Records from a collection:
Start
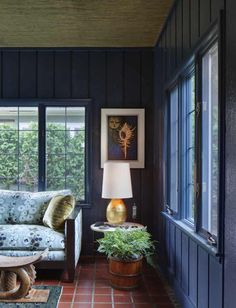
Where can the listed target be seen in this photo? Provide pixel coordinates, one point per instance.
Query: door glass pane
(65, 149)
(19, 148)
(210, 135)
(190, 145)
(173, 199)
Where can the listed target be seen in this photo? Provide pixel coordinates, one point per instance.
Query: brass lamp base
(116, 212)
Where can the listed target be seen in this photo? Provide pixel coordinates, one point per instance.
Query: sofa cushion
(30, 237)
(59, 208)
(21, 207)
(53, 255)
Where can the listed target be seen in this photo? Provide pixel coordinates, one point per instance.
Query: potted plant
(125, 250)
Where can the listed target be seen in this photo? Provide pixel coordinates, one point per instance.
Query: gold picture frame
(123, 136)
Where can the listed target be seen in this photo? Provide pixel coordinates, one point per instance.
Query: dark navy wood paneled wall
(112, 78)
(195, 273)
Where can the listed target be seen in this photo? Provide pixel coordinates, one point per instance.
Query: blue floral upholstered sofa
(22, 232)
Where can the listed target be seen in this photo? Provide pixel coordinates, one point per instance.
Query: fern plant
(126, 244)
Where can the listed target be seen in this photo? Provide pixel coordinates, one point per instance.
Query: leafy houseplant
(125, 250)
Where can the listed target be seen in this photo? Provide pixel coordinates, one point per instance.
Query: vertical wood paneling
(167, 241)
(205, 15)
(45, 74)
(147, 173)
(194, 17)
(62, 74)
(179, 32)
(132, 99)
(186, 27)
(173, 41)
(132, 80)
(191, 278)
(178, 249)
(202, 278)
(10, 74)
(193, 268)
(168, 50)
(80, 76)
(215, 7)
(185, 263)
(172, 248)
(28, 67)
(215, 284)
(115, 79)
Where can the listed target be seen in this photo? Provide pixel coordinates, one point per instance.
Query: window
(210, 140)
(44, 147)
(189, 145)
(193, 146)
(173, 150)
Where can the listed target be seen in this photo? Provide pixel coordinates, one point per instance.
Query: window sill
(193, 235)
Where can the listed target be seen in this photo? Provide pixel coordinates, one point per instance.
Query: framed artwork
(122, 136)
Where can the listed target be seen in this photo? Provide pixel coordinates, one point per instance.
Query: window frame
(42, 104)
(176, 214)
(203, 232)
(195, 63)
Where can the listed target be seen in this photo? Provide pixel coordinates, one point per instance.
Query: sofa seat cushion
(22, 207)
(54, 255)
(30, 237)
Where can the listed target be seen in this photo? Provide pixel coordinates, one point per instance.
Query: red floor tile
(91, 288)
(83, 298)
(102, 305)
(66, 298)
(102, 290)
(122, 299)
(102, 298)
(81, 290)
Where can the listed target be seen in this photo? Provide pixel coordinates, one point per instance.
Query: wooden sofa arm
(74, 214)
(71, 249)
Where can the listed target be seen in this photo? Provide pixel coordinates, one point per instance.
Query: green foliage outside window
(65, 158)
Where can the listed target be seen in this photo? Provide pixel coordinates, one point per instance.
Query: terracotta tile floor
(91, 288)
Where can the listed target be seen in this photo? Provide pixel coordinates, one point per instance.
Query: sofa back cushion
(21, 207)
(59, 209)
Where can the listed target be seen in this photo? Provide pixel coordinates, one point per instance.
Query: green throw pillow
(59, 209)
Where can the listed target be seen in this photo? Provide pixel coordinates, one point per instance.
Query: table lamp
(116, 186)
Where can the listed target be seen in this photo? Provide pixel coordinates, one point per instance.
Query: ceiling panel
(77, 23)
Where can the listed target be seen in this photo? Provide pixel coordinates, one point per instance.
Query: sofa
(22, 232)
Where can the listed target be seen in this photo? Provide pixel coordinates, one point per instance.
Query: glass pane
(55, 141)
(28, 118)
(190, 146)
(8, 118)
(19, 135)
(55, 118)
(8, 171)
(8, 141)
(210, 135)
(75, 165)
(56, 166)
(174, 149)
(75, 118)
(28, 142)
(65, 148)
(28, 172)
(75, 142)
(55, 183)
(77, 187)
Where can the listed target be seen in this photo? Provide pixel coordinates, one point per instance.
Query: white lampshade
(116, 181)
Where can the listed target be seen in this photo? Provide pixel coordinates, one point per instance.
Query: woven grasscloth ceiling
End
Start
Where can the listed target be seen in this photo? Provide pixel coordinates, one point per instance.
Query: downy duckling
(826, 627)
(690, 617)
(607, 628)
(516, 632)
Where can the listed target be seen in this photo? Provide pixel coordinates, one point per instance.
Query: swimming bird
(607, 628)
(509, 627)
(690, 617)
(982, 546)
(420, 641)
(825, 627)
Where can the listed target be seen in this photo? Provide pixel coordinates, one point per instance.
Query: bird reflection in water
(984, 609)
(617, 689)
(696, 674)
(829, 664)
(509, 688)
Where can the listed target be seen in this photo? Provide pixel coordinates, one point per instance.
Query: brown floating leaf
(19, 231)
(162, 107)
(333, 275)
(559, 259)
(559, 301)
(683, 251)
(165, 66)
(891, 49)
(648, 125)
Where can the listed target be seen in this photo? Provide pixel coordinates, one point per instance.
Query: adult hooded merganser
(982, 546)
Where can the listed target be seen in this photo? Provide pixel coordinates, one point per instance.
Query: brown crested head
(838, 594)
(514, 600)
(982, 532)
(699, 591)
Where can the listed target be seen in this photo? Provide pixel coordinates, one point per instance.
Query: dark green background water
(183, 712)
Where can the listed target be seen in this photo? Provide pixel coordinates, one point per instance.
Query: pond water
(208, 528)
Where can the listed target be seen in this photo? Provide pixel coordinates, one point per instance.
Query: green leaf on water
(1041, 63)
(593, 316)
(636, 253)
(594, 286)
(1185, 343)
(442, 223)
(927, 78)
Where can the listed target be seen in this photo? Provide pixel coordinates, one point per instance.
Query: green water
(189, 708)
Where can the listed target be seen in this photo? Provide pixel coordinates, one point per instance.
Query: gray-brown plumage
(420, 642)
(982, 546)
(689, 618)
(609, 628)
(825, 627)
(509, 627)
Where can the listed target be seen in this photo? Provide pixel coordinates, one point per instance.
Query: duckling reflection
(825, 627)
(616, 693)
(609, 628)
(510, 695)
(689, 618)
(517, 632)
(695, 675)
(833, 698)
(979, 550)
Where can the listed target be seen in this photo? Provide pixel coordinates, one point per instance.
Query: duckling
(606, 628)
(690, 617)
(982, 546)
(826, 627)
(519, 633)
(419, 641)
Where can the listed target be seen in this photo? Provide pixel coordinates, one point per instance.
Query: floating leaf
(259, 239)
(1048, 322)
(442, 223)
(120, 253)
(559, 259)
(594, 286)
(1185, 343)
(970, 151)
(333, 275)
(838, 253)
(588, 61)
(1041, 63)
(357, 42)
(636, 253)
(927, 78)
End
◆ Exercise objective:
Count the lines of the material that contain the string "bird", with case counting, and give only the number.

◆ Exercise solution:
2